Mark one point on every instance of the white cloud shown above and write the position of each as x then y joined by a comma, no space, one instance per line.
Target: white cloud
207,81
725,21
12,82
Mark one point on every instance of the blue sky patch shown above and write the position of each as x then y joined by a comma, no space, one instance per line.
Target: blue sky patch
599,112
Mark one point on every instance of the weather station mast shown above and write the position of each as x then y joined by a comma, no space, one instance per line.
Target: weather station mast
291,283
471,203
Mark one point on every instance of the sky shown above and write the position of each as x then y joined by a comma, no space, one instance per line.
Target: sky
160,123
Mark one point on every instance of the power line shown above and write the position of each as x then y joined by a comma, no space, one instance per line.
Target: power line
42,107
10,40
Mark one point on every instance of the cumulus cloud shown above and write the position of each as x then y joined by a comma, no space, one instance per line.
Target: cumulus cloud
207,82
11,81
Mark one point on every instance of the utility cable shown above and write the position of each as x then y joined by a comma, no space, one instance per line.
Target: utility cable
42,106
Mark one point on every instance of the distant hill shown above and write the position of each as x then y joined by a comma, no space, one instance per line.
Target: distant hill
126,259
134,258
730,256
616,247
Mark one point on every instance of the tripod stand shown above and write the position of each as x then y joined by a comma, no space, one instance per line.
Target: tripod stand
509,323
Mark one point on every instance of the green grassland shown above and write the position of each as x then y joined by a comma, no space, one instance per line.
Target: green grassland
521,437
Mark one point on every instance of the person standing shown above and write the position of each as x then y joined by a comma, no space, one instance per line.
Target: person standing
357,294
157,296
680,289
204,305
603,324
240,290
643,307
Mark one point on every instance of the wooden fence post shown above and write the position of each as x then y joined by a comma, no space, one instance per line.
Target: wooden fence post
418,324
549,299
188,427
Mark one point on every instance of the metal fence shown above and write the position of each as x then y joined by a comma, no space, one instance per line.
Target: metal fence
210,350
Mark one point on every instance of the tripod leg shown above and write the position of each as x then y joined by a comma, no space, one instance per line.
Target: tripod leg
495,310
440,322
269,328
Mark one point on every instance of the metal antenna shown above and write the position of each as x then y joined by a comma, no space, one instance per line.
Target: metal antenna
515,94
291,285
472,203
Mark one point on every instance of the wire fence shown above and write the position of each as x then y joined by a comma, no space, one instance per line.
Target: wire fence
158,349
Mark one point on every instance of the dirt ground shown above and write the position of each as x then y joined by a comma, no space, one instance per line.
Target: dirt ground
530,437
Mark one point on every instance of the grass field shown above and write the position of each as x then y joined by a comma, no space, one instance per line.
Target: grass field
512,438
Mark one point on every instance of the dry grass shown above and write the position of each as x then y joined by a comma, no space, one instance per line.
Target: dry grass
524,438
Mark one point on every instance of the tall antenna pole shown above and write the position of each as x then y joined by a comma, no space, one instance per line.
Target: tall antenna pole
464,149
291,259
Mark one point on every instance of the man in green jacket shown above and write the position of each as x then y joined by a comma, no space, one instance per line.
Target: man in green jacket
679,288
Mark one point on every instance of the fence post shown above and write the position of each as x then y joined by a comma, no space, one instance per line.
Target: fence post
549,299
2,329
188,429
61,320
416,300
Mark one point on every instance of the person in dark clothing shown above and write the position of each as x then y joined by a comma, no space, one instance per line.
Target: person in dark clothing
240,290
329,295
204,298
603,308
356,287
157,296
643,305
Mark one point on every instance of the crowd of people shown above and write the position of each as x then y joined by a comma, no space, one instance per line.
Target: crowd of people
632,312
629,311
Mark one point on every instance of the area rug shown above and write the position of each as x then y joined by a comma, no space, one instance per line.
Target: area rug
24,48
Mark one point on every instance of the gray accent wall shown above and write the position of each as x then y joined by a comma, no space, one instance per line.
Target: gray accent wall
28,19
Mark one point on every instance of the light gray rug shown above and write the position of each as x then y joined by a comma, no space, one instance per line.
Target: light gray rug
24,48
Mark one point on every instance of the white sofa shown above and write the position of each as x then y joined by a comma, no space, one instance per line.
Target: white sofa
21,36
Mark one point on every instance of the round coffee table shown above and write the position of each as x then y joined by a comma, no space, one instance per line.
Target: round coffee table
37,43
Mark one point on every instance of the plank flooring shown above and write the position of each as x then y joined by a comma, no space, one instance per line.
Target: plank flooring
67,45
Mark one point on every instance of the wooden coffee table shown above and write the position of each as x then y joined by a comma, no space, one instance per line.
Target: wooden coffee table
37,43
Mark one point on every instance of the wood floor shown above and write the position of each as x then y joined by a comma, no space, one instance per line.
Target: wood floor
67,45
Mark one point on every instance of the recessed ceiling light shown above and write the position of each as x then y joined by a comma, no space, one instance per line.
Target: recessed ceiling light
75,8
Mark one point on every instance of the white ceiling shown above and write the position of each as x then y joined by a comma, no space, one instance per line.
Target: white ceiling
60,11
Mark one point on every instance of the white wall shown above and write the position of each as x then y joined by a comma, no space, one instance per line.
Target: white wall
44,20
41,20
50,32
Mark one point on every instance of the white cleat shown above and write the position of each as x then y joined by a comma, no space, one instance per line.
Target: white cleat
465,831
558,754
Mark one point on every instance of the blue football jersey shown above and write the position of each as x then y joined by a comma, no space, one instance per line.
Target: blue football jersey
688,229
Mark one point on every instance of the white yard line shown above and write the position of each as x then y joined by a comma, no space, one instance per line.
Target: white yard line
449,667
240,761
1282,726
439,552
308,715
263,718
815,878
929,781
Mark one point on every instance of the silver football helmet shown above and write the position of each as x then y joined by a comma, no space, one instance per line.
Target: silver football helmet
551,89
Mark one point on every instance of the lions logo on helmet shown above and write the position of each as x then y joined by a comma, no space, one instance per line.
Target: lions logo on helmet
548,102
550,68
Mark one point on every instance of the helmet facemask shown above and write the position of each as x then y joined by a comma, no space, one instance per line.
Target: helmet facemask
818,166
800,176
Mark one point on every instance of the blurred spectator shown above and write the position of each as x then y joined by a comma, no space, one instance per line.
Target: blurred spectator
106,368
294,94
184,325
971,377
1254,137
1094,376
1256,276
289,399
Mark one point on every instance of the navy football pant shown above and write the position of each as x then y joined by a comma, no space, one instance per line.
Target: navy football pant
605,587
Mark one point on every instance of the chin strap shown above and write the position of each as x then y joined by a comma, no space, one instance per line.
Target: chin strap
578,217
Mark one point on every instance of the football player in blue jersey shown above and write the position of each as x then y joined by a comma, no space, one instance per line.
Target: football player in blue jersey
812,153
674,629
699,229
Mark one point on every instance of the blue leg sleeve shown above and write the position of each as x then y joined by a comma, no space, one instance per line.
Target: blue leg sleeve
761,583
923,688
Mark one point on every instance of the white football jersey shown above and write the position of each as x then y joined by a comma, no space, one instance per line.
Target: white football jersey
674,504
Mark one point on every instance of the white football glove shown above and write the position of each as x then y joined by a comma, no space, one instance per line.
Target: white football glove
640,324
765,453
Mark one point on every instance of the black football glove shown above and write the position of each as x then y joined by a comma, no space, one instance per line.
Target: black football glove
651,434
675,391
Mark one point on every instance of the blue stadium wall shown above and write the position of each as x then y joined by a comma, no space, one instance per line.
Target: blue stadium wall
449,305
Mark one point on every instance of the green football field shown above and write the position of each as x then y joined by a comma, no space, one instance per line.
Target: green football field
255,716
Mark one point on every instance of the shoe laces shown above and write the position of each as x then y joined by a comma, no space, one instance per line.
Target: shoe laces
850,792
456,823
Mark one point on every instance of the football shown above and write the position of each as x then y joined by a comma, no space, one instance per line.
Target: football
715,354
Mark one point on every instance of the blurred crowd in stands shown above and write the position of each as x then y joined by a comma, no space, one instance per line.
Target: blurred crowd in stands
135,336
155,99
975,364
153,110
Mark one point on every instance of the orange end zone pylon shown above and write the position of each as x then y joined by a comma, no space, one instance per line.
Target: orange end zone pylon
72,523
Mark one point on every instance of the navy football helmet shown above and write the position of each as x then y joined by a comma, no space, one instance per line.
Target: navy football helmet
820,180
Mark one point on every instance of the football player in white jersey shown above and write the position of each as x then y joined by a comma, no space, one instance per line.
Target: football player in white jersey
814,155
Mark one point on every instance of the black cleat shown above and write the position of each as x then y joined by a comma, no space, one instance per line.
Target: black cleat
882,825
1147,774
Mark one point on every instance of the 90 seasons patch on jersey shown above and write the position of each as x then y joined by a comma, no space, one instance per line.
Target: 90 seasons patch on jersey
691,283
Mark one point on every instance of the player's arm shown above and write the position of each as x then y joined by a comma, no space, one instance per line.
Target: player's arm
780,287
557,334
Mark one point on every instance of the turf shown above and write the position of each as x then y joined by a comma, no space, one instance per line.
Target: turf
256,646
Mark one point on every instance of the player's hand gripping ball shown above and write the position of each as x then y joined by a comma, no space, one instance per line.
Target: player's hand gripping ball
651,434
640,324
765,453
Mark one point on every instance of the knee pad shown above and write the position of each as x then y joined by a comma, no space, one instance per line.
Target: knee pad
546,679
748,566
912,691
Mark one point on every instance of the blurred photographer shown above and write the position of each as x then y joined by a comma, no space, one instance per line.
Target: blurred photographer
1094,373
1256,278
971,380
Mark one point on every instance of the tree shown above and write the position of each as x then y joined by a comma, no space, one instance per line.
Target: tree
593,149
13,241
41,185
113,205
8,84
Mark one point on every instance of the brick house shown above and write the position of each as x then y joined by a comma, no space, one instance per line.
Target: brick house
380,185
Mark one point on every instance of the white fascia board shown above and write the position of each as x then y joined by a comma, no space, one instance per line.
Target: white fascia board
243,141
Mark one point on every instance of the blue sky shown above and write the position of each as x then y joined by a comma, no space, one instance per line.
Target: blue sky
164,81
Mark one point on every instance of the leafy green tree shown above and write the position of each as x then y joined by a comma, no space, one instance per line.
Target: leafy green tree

+---+

→ **WHAT IS EXPECTED**
Give back, unchanged, every line from the one with "Mark one point on every instance of the knee" to the end of the entries above.

→ **SOLUTION FOR THIS PROBLEM**
Mark one point on every instance of the knee pad shown above and write the position of each as x then y joined by a comma, no space, one instance per line.
Target: knee pad
546,679
748,566
912,691
Mark one point on every instance of the blurred photographer shown above and write the position of each as x then y joined by a comma, no space, one instance per line.
Target: blurred photographer
1094,373
1256,278
971,380
Mark one point on every instance of the tree shown above and write the position of each as x then y joined by a comma, no space, one instance per line.
Target: tree
593,149
13,241
41,185
113,205
8,84
Mark one point on every instance of the brick house shown above and write the position of each as x then y joined by a comma, no space, one instance per line.
Target: brick house
380,185
Mark one point on every instance of the white fascia board shown above and write the position of each as x then y joined by a comma, no space, one instance per line.
Target: white fascia board
243,141
Mark one point on every instance of the blue sky shown above and write the position of each as x then y joined by a comma, no space, one instance per line.
Target: blue sky
164,81
Mark one point on every instance of the leafy green tree shown above and write the position of each as x then y joined by a comma, no space, one instance per line.
Target: leafy green tree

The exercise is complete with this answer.